Python爬取国外天气预报网站的方法


Posted in Python onJuly 10, 2015

本文实例讲述了Python爬取国外天气预报网站的方法。分享给大家供大家参考。具体如下:

crawl_weather.py如下:

#encoding=utf-8
import httplib
import urllib2
import time
from threading import Thread
import threading
from Queue import Queue
from time import sleep
import re
import copy
lang = "fr"
count = 0
class Location:
  # Location(False, "中国", "北京", "zh")
  # Location(True, "", "亚洲", "zh")
  def __init__(self, is_beyond_country, country_name, loc_name, lang):
    self.country_name = country_name
    self.loc_name = loc_name
    self.lang = lang
    self.is_beyond_country = is_beyond_country
prn_lock = threading.RLock()
def GetLocationURLs(url, recursive):
  global count
  if url.find("weather-forecast") != -1:
    count = count + 1
    if count % 500 == 0:
      prn_lock.acquire()
      print "count:%d" % (count)
      prn_lock.release()
    return [url]
  page = urllib2.urlopen(url).read()
  time.sleep(0.01)
  #"<h6><a href=\"http://www.accuweather.com/zh/browse-locations/afr\"><em>Africa</em></a></h6>"
  pattern = "<h6><a href=\"(.*)\"><em>(.*)</em></a></h6>"
  locs = re.findall(pattern, page)

## 任务清单:
a - 能否把阅读摘录里以“本文实例讲述了”开头的那一段压缩成一句话？
b - 能把阅读摘录中从“time.sleep(0.01)”到“locs = re.findall(pattern, page)”的这一段一字不改地摘出来吗？

## 数据集:
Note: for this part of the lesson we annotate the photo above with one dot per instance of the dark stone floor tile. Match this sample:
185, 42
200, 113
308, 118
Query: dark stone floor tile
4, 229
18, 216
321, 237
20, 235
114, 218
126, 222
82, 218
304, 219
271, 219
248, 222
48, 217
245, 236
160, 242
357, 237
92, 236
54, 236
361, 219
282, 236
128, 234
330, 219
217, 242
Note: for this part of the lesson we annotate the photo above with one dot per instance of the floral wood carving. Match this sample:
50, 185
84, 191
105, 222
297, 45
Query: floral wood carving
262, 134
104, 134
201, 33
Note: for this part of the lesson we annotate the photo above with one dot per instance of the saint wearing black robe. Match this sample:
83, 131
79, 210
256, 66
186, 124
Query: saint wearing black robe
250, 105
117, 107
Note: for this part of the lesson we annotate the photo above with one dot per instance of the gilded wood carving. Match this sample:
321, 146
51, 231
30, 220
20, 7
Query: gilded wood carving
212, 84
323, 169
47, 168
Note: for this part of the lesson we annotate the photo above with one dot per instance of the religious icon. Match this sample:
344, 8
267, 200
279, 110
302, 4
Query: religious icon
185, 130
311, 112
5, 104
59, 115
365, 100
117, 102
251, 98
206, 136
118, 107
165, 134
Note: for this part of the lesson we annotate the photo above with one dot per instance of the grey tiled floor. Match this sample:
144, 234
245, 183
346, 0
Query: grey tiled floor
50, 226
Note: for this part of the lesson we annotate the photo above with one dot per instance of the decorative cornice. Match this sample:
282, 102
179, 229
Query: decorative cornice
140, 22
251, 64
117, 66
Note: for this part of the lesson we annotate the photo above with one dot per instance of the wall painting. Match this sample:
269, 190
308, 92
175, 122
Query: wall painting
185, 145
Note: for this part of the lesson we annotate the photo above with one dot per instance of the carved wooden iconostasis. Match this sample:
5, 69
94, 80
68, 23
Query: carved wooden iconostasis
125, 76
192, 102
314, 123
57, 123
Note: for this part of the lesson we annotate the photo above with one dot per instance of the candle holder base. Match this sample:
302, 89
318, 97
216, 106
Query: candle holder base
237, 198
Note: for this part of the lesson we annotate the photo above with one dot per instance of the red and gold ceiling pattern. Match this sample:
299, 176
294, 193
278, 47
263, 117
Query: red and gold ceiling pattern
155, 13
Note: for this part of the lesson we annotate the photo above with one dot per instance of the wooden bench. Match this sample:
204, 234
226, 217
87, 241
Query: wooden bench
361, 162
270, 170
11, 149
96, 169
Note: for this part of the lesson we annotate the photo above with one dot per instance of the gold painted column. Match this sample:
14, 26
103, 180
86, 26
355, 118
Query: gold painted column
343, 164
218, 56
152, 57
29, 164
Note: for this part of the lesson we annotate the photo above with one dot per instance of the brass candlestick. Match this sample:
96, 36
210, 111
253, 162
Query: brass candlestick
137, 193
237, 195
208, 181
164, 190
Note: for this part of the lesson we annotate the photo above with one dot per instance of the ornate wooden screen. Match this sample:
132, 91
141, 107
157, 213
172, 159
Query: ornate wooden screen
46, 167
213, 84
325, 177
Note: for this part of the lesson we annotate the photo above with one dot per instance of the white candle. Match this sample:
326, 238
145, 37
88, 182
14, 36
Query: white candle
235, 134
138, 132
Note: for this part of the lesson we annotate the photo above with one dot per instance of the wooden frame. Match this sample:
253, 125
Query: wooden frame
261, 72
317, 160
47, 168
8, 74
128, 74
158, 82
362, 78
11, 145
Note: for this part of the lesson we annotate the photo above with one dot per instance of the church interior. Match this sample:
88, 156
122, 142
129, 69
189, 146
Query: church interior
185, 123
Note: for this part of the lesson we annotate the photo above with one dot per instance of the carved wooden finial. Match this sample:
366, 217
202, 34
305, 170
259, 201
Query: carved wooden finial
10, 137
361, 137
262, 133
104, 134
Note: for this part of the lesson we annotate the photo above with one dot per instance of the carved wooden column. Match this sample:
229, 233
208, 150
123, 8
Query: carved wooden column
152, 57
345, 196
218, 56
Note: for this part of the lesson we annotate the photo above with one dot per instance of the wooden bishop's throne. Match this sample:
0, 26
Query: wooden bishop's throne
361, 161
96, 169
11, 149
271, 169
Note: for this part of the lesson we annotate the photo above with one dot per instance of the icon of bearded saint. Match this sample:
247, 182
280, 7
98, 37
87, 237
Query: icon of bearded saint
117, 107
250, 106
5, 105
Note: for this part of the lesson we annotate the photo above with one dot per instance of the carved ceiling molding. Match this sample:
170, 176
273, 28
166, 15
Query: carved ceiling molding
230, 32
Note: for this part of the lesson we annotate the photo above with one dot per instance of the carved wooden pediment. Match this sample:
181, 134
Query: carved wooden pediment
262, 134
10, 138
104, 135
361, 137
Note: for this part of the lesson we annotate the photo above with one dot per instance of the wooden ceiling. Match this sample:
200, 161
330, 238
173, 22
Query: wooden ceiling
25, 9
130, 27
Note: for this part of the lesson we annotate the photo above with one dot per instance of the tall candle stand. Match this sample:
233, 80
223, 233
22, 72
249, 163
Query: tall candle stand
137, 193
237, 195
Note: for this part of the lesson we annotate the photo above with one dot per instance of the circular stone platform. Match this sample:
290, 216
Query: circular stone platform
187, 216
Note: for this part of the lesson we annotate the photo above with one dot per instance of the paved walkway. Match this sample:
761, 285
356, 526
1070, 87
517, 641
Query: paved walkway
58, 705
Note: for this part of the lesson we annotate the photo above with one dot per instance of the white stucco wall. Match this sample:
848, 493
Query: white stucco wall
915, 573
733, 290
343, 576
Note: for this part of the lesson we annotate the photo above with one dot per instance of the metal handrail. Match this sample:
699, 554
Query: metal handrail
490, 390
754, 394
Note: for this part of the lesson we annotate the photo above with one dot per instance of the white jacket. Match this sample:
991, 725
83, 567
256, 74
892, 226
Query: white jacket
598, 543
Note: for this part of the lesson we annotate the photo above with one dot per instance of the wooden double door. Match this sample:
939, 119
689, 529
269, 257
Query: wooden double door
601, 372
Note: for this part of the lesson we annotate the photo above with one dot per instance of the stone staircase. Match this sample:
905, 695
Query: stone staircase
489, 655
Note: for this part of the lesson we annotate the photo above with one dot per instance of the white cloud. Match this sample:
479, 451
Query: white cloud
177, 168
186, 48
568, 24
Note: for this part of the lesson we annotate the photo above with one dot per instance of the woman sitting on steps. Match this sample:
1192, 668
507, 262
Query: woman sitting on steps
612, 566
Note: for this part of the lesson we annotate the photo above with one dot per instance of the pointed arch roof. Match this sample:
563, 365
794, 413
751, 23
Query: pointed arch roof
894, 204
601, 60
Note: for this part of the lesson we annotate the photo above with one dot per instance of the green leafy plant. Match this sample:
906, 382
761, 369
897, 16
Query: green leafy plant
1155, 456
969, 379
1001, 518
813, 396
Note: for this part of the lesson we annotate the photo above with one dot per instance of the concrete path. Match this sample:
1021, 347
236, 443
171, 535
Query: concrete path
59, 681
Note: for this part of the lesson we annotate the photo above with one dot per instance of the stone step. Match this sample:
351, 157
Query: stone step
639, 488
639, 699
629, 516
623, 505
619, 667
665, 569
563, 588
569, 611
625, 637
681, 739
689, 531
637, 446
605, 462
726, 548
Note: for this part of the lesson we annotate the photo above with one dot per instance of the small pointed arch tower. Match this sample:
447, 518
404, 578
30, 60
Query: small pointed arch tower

## 结果:
a - 本文用实例介绍用Python爬取国外天气预报网站的方法，供大家参考，具体内容见下文。

b -
time.sleep(0.01)
  #"<h6><a href=\"http://www.accuweather.com/zh/browse-locations/afr\"><em>Africa</em></a></h6>"
  pattern = "<h6><a href=\"(.*)\"><em>(.*)</em></a></h6>"
  locs = re.findall(pattern, page)